§ DOCUMENT PASSAGE
========================================================================

Learning about Slay the Spire correlated RNG and whoops shit, I made this mistake too.
TLDR: Initialize all of your generators with seeds generated by a generator initialized with the game seed lmfao

I've set up my RNG system like Slay the Spire's, where you use a bunch of independent random number generators that you use to keep track of independent parts of the game/run's generation. You have a generator for deciding what enemies appear in a fight, what encounters happen in what order, and what items get dropped, etc. This is really handy for debugging when you want to re-roll only specific parts of the game without having the cascading effects of changing the rolls for everything else in the game. If I find an interesting seed that produces some interesting results but want to see what a given encounter would look like if it had rolled differently for enemies, I can just step forward the enemy random number generator, rebuild the encounter with those enemies, and still get the same room order afterwards.

========================================================================

§ STATED GOAL A
Summarize the passage on random number generators in three sentences.
§ STATED GOAL B
In the passage on random number generators, what does the writer still get after stepping the enemy generator forward and rebuilding the encounter?
§ STATED GOAL C
Write the next part of the passage on random number generators, continuing from its final sentence.
The lines placed after the passage on random number generators are separate material.

========================================================================

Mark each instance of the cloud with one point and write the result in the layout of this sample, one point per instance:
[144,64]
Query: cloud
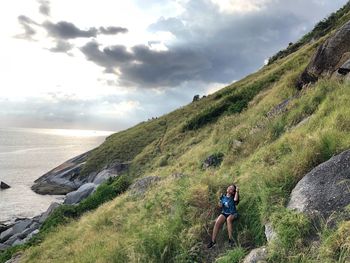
[26,23]
[112,30]
[44,7]
[67,30]
[210,43]
[61,46]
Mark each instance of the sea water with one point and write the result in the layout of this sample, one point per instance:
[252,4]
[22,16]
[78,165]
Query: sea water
[26,154]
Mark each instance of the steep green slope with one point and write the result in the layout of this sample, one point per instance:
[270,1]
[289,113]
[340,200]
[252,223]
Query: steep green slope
[267,148]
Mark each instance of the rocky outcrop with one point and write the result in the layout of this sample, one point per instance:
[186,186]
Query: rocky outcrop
[66,177]
[325,189]
[140,186]
[330,56]
[4,185]
[21,230]
[76,196]
[63,179]
[258,255]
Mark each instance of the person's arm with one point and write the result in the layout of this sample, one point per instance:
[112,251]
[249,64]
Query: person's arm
[236,197]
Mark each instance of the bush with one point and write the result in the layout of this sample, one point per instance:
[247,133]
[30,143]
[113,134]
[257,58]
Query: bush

========================================================================

§ EXPECTED ANSWER A
The writer advises initializing every random number generator with seeds produced by a generator that was itself initialized with the game seed. The writer's system follows Slay the Spire's approach, using independent generators for separate parts of a run's generation, such as the enemies in a fight, the order of encounters, and item drops. This helps with debugging: one part, such as an encounter's enemies, can be re-rolled by stepping its generator forward while the rest of the game, including the room order, stays the same.

§ EXPECTED ANSWER B
The same room order afterwards.

§ EXPECTED ANSWER C
The ISSUE with this, is in how you set all your independent generators up. The fast and easy way that it seems both Mega Crit and I did, was just create a bunch of generators, and give them all the game/run seed and call it a day. Unfortunately, this means that there's now some correlation between each generator's sequence of generated values.

The enemy spawn generator is going to generate 1, 2, 6, 1, 6, 8, 9 in that order, and the encounter type generator is ALSO going to generate 1, 2, 6, 1, 6, 8, 9 in that order. If the check I use to generate Big Scary Monster is value < 3, and the check I use to generate a shop for an encounter is value < 2, seeing a shop first thing means that you can be certain that Big Scary Monster is going to show up in the first combat encounter and that can affect what you buy from the shop.

At first, the way around this felt like just adding some offset to generator's internal state/position, but that just means the generators are going to overlap at a different number of rolls instead of the first several. Instead I think you've gotta have a one-off generator that's initialized with the game/run's seed, and use it to generate new seeds for each individual generator and nothing else. Your game stays deterministic (assuming your generators are), but the first rolls of each generator are going to be no easier to guess than any independent value from your pseudo-random number generator, no matter how many rolls you observe from other generators :)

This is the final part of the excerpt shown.